▼

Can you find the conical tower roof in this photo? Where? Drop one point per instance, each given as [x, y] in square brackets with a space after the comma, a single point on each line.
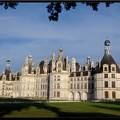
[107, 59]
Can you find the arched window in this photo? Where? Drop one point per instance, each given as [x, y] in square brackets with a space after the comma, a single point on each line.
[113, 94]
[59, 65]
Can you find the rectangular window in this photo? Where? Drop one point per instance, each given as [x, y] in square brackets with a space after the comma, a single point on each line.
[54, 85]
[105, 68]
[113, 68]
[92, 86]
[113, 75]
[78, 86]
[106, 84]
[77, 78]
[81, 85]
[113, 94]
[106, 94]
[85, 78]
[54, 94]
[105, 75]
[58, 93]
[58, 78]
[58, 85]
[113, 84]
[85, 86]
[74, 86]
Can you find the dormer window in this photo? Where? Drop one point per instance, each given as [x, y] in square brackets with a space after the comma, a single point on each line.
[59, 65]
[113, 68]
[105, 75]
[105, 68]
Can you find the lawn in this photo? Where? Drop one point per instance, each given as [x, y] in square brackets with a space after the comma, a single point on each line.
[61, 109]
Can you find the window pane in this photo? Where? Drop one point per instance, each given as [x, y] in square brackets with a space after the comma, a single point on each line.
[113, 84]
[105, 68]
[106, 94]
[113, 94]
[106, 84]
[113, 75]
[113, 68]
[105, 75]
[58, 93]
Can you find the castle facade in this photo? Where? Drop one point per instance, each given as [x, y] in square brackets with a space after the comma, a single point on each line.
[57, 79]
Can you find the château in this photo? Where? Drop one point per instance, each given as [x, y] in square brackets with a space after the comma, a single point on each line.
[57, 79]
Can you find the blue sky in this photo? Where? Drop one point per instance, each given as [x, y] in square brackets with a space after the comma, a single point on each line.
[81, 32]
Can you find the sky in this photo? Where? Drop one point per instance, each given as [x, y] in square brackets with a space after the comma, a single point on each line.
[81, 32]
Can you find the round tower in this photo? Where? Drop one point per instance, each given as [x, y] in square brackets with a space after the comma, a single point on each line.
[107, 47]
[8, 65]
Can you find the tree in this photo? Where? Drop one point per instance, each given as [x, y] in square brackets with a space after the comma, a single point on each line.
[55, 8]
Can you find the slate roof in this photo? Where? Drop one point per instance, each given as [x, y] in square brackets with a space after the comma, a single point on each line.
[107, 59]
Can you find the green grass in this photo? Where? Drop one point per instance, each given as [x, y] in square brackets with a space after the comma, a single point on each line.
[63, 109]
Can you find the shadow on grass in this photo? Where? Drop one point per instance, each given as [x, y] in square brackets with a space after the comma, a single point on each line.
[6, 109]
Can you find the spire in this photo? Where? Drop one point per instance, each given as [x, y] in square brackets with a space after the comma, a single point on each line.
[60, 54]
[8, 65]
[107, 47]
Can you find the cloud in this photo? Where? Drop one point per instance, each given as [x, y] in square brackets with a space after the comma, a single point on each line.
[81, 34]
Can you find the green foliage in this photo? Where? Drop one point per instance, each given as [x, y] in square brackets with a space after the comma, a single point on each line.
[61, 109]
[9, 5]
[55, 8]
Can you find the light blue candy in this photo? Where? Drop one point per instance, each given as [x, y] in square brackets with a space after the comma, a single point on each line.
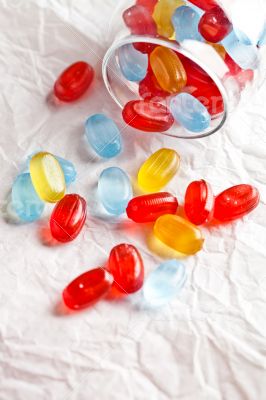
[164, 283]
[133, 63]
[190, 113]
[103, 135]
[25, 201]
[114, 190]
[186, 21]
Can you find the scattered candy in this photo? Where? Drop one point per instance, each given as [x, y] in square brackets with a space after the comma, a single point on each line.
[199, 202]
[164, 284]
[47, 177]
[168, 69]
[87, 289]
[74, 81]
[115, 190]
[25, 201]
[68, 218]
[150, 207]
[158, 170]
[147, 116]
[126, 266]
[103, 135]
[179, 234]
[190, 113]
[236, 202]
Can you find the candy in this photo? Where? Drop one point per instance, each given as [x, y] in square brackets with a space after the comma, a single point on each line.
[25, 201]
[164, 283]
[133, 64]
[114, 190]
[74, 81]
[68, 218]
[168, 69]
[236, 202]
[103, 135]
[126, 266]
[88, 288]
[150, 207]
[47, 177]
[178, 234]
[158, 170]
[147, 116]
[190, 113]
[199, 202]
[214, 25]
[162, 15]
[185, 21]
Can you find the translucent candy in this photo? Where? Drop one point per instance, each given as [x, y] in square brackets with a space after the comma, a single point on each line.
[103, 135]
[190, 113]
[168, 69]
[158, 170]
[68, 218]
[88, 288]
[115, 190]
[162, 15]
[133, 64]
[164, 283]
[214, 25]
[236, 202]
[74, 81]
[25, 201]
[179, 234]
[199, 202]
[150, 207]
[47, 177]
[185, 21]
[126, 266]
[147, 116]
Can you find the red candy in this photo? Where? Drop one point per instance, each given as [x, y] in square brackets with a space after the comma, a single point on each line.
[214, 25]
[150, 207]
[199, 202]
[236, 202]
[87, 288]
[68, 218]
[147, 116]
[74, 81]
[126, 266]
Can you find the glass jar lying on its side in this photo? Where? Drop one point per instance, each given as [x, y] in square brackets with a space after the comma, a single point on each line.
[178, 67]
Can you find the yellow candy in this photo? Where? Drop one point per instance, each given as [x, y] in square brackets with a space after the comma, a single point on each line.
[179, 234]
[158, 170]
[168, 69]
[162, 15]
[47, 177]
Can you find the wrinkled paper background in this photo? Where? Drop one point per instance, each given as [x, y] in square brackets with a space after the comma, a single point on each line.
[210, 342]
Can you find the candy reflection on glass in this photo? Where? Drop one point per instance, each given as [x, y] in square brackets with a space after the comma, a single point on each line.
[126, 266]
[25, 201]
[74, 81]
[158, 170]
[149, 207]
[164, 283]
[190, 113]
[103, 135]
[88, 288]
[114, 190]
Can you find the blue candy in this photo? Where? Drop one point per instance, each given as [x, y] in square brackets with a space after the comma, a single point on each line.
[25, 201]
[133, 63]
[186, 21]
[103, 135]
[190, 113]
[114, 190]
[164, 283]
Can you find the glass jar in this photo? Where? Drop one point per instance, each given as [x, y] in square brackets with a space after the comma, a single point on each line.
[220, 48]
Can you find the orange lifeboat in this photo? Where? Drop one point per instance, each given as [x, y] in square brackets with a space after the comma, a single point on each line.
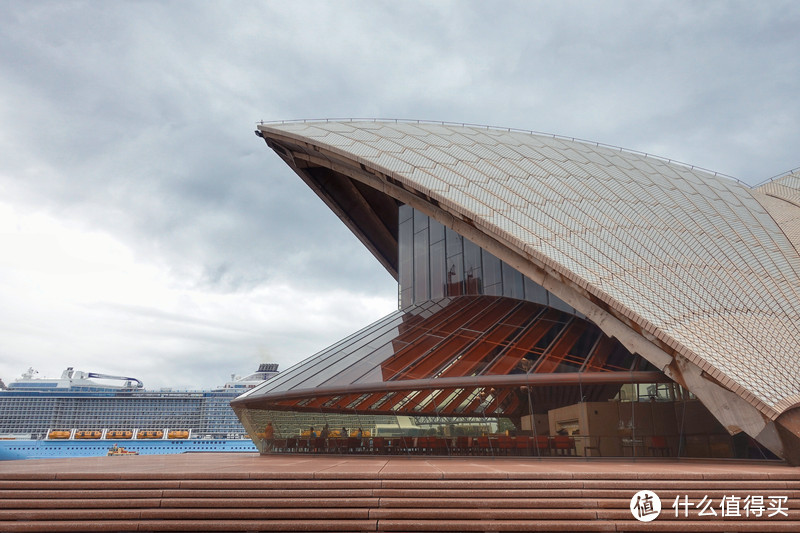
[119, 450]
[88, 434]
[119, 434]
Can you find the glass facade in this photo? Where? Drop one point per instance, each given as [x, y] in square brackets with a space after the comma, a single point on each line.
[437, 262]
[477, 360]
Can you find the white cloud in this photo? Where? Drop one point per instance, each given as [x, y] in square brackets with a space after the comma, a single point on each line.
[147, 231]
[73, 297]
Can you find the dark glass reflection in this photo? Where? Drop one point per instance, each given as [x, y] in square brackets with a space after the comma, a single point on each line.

▲

# [GOAL OF THE EXERCISE]
Copy the data above line for line, leaving out the pictures.

# [COMPLETED EXERCISE]
Can you find the conical tower roof in this photo? Where? Drop one point per instance, each given as [x, y] in square brackets with a space after the comma, a single point on each line.
[107, 59]
Can you find the arched window in this photo? Where? Drop one point per instance, each given as [x, y] in square brackets with a space after the comma, a single point on each line.
[113, 94]
[59, 65]
Can you find the rectangular window in this photo? Where? Drop one point per instance, each given as [x, y] in square brackets with a space after the comma, a single point on each line.
[54, 85]
[105, 68]
[113, 68]
[92, 86]
[113, 75]
[78, 86]
[106, 84]
[77, 78]
[81, 85]
[113, 94]
[106, 94]
[85, 78]
[54, 94]
[105, 75]
[58, 93]
[58, 78]
[58, 85]
[113, 84]
[85, 86]
[74, 86]
Can you find the dormer window in this photo? Where? Drop one point per instance, each given as [x, y] in square brackets with a space after the comma, a single point on each line.
[59, 65]
[113, 68]
[105, 75]
[105, 68]
Can you find the lawn in this photo? Where? Drop one point per instance, each given as [x, y] in square brackets with a space after the comma, a single point on each line.
[61, 109]
Can you find the window pane in this photo? Where? Drop one point per instance, each given as [x, y] in square brackets with a space after the comma, a single point on each line.
[113, 84]
[105, 68]
[106, 94]
[113, 94]
[106, 84]
[113, 75]
[113, 68]
[105, 75]
[58, 93]
Can you find the castle facade in this photo? Where? Drop one point per instance, each given as [x, y] in square brackets with a space after the comma, a single point on each line.
[57, 79]
Can you find the château in this photo? Where? Drop one point per instance, each given as [x, y] in square brackets with a space after the comma, a single point on each line.
[57, 79]
Can you find the blue sky in this photo? Where? Drop one point per instance, each given as [x, y] in square brackets with a space after the comma, a single point on each line.
[81, 32]
Can you find the sky in this photo? Where? Drop one point per instance, each given as [x, y] in square brackets with a space after the comma, a single point on each line.
[81, 32]
Can you find the round tower in this photo? Where? Drop one point per instance, each given as [x, y] in square brackets with a space after the comma, a single point on each line.
[107, 47]
[8, 65]
Can you find the tree in this photo? Where? Drop one point per instance, each given as [x, y] in square brackets with a space after the comma, a single point on each line.
[55, 8]
Can you find the slate roof in this photo? Where? Drop one point per instance, each given as [x, y] in square brackets with a space after the comma, a single point on each line.
[107, 59]
Can you find the green grass in this photo? Where? Drop one point per instance, each given as [x, y] in square brackets with a space after the comma, a single point on each line.
[63, 109]
Can you find the shadow on grass in this photo? Where? Drop one point per instance, each given as [x, y] in square brackets with a space after the comma, a single point on each line.
[6, 109]
Can you find the spire in this photo? Where? Drop one point per instance, each given as [x, y] in square brackets with a space after the comma, a single point on each line.
[60, 54]
[8, 65]
[107, 47]
Can you find the cloud in this photo? Where? Drop one point per instance, each given as [x, y] in square brackets with a space after the comma, a single point on each line.
[81, 34]
Can you find the green foliage in this photo? Where? Drop one point per instance, each given as [x, y] in square brackets with a space after the comma, a single point on each line.
[61, 109]
[9, 5]
[55, 8]
Can you find the light blue candy in this photo? Where? Drop one point per instance, each given as [x, y] in square brackets with a space after the comma, a single point on each line.
[164, 283]
[133, 63]
[190, 113]
[103, 135]
[25, 201]
[114, 190]
[186, 21]
Can you find the scattered candy in this photo? Where? Drop one point per instance, each given as [x, y] in square brackets with a space after the comma, a single point on each line.
[199, 202]
[164, 284]
[47, 177]
[168, 69]
[87, 289]
[74, 81]
[115, 190]
[25, 201]
[68, 218]
[150, 207]
[158, 170]
[147, 116]
[126, 266]
[103, 135]
[179, 234]
[190, 113]
[236, 202]
Can you find the candy in this photo? Where? Drop one point per instance, each given as [x, y] in square brackets with a space after the comma, a single point on each line.
[25, 201]
[164, 283]
[133, 64]
[114, 190]
[74, 81]
[68, 218]
[168, 69]
[236, 202]
[103, 135]
[126, 266]
[88, 288]
[150, 207]
[47, 177]
[178, 234]
[158, 170]
[147, 116]
[190, 113]
[199, 202]
[214, 25]
[162, 15]
[185, 21]
Can you find the translucent candy in this photo? Where? Drop one point per instance, each given as [x, y] in square brackets with a space after the comma, a single point on each line.
[103, 135]
[190, 113]
[168, 69]
[158, 170]
[68, 218]
[88, 288]
[115, 190]
[162, 15]
[133, 64]
[164, 283]
[214, 25]
[236, 202]
[74, 81]
[25, 201]
[179, 234]
[199, 202]
[150, 207]
[47, 177]
[185, 21]
[126, 266]
[147, 116]
Can you find the red candy in this photo? Where? Drop one point per instance, each given as [x, y] in square brackets with a space after the comma, a single point on each line.
[214, 25]
[150, 207]
[199, 202]
[236, 202]
[87, 288]
[68, 218]
[147, 116]
[74, 81]
[126, 266]
Can you find the glass jar lying on its side in this photo? Where? Drop one point per instance, each given as [x, y] in square brackets with a space after the comma, a single point on each line.
[178, 67]
Can you find the yellow candy in this photo? Where? Drop one point per instance, each given as [x, y] in square brackets with a space after the comma, a single point on each line.
[179, 234]
[158, 170]
[168, 69]
[162, 15]
[47, 177]
Can you find the wrinkled paper background in this photo? Where? Drop one point per instance, each given as [x, y] in square brackets with a space after the comma, a single point on each line.
[210, 342]
Can you find the candy reflection on glass in this photo? Where? Drop one point per instance, each given as [x, y] in square brackets with a space after the comma, a single point on each line.
[126, 266]
[25, 201]
[74, 81]
[158, 170]
[149, 207]
[164, 283]
[190, 113]
[103, 135]
[88, 288]
[114, 190]
Can you find the blue candy in this photo? Where? Drop one point per instance, each given as [x, y] in square brackets with a space after the comma, a single point on each line.
[25, 201]
[133, 63]
[186, 21]
[103, 135]
[190, 113]
[114, 190]
[164, 283]
Can you find the glass jar in this photo? Where? Drop one point per instance, each given as [x, y] in square brackets with a space after the comma, a single point on each line.
[220, 48]
Can you find the orange lifeboat in this photo? Where? Drop one point per instance, each given as [x, y] in square brackets with a space after the comma, a single point on each line.
[119, 450]
[88, 434]
[119, 434]
Can you find the glass facade in this photo? Where? Drop one point per instance, each given as [x, y] in square brackets with a space after the comma, a single point on each line.
[437, 262]
[477, 360]
Can you find the white cloud in this photo? Where? Drop one point per instance, each given as [x, y] in square brackets with a space after the comma, a single point on each line.
[147, 231]
[73, 297]
Can you find the dark glass reflection in this photo? Where? Drop one point per instance, each given as [x, y] in square brackets with a space after the comma, a single point on each line.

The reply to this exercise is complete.